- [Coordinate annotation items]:
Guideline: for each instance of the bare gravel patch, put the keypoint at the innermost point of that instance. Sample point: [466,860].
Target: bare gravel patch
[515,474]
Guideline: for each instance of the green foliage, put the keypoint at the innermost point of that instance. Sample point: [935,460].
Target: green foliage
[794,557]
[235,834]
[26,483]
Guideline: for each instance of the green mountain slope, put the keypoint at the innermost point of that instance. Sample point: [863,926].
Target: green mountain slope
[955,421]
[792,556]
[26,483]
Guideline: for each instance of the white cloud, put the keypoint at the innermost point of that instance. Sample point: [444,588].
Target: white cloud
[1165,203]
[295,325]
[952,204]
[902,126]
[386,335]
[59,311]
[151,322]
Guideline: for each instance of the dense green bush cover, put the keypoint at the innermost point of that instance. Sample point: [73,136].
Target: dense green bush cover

- [What you need to do]: Update the lines from the one containing "Guideline: for each instance of the white" through the end of the items, replacing "innermost point" with "centermost point" and leaving everything else unchanged. Give only those lines.

- [Written answer]:
Guideline: for each instance of the white cloud, put the keypoint at the centermost point of that instance. Sample point: [444,588].
Target: white cloud
[1165,203]
[295,325]
[952,204]
[902,126]
[386,335]
[59,311]
[151,322]
Guideline: for each instance of the dense green bush cover, put the keypoint at the centermost point of that instance. Sample point: [73,136].
Target: dense green bush cover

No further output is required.